WHAT TO PRODUCE:
Count the lines in the entries below that contain the word "every", and give only the number.

[begin PROVIDED INFORMATION]

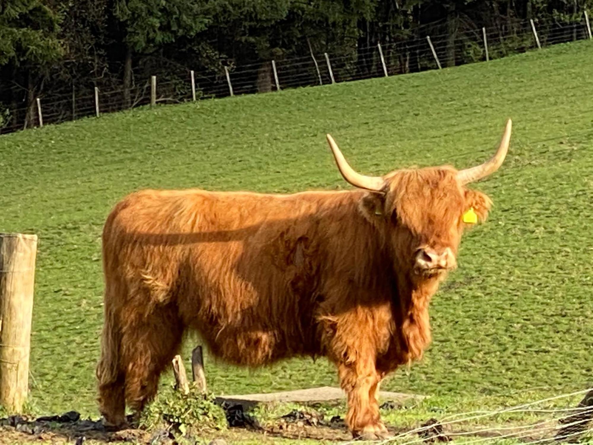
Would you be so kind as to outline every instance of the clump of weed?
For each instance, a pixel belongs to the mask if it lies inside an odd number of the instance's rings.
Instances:
[[[185,434],[187,431],[224,430],[228,426],[224,411],[212,394],[203,394],[191,386],[188,394],[171,387],[162,392],[143,411],[141,428],[165,428]]]

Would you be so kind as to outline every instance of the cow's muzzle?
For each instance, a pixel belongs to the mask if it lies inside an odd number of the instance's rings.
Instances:
[[[457,262],[450,247],[437,250],[432,247],[421,247],[416,251],[415,269],[423,274],[438,274],[455,269]]]

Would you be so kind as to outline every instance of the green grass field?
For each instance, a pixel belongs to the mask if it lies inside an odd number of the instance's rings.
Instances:
[[[535,398],[591,386],[592,54],[593,42],[581,42],[438,71],[135,109],[2,136],[0,231],[40,237],[34,409],[97,415],[100,234],[127,193],[347,187],[326,132],[366,173],[463,168],[493,153],[509,117],[506,161],[473,186],[490,195],[493,210],[466,236],[459,269],[433,300],[432,347],[382,388],[433,395],[453,409],[460,401],[502,405],[509,395]],[[337,383],[324,360],[253,371],[206,360],[216,394]]]

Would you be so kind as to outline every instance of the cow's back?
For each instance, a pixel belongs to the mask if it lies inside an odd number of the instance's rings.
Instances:
[[[149,313],[174,304],[215,354],[237,363],[315,353],[319,281],[336,260],[334,239],[356,224],[353,193],[132,193],[104,230],[107,281],[126,289],[117,304]]]

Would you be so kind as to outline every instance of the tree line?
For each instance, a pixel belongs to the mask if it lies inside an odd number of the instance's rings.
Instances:
[[[592,8],[593,0],[0,0],[0,127],[33,125],[40,96],[99,87],[130,106],[135,85],[151,75],[257,63],[254,84],[265,90],[271,59],[355,57],[431,34],[446,36],[451,66],[460,52],[472,56],[455,43],[466,31],[573,23]],[[413,71],[409,57],[401,65]]]

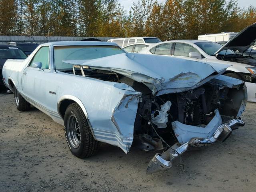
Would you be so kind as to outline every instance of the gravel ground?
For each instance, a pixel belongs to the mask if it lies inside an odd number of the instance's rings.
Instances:
[[[102,144],[84,159],[67,147],[63,127],[35,108],[20,112],[12,94],[0,94],[0,192],[256,191],[256,104],[246,125],[224,143],[190,151],[169,170],[146,174],[155,152],[126,155]]]

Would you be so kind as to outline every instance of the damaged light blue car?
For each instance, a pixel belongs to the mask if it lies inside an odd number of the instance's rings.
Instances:
[[[149,162],[151,173],[244,125],[246,87],[222,75],[229,66],[129,54],[113,43],[54,42],[8,60],[3,76],[18,110],[32,105],[64,126],[76,156],[94,154],[100,142],[126,153],[132,144],[164,150]]]

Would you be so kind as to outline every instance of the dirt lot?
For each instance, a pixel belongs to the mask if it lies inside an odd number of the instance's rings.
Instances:
[[[102,144],[82,160],[67,148],[63,127],[33,108],[22,112],[12,94],[0,94],[0,192],[256,191],[256,104],[246,125],[224,143],[185,153],[167,172],[146,174],[155,152],[126,155]]]

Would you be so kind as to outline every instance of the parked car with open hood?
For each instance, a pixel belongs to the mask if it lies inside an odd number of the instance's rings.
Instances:
[[[18,47],[12,45],[0,45],[0,86],[4,86],[2,69],[7,59],[20,59],[27,58],[27,56]]]
[[[17,109],[32,105],[64,125],[74,155],[94,155],[99,142],[126,153],[132,144],[164,149],[149,163],[153,173],[170,168],[188,148],[224,141],[244,125],[246,88],[222,75],[229,66],[126,53],[114,43],[62,42],[8,60],[3,74]]]
[[[256,60],[239,54],[253,45],[256,38],[255,23],[243,30],[223,46],[215,42],[203,40],[177,40],[155,44],[139,53],[232,65],[224,74],[245,81],[248,100],[256,102]]]

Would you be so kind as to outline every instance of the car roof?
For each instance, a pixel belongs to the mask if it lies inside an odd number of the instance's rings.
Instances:
[[[17,46],[15,46],[14,45],[0,45],[0,48],[2,49],[4,48],[6,48],[7,47],[16,47],[18,48]]]
[[[41,46],[48,45],[117,45],[115,43],[110,42],[104,42],[100,41],[56,41],[55,42],[49,42],[40,45]]]
[[[171,41],[164,41],[164,42],[184,42],[190,43],[199,43],[200,42],[212,42],[212,41],[207,41],[206,40],[198,40],[198,39],[184,39],[180,40],[172,40]]]
[[[155,44],[155,43],[136,43],[135,44],[132,44],[131,45],[127,45],[127,46],[126,46],[125,47],[124,47],[123,48],[123,49],[124,48],[125,48],[126,47],[129,47],[129,46],[132,46],[132,45],[148,45],[149,46],[150,46],[150,45],[154,45]]]
[[[157,38],[156,37],[124,37],[123,38],[115,38],[114,39],[110,39],[108,40],[120,40],[121,39],[143,39],[144,38]]]

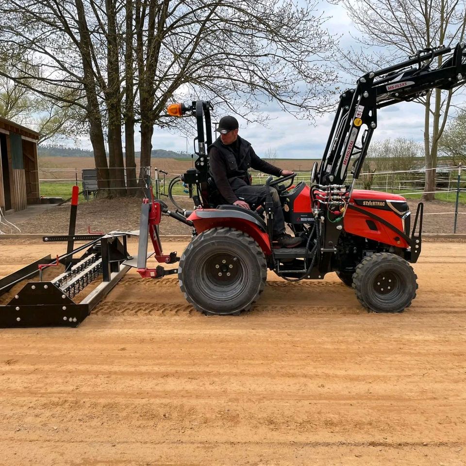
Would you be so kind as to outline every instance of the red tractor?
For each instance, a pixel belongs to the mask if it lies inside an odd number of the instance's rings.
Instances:
[[[267,180],[278,191],[285,222],[302,238],[297,248],[274,247],[271,200],[261,206],[261,215],[226,205],[219,197],[206,150],[212,143],[210,103],[170,106],[170,115],[192,113],[197,118],[195,168],[181,177],[195,208],[172,212],[160,200],[148,200],[143,204],[138,271],[152,277],[177,271],[186,300],[206,314],[234,315],[250,309],[264,290],[267,269],[289,282],[321,280],[336,272],[369,310],[399,312],[408,307],[417,288],[410,263],[416,262],[421,252],[423,204],[418,204],[412,222],[404,198],[354,186],[377,126],[377,109],[413,100],[433,88],[464,84],[464,48],[460,44],[452,53],[448,47],[424,50],[362,76],[354,88],[341,96],[322,161],[318,168],[315,164],[309,185],[302,181],[293,184],[295,175]],[[446,54],[441,67],[432,69],[433,59]],[[348,184],[352,159],[352,181]],[[162,254],[158,225],[163,213],[193,228],[177,270],[146,266],[148,233],[159,262],[179,260],[176,253]]]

[end PROVIDED INFORMATION]

RESPONSE TO THE EXERCISE:
11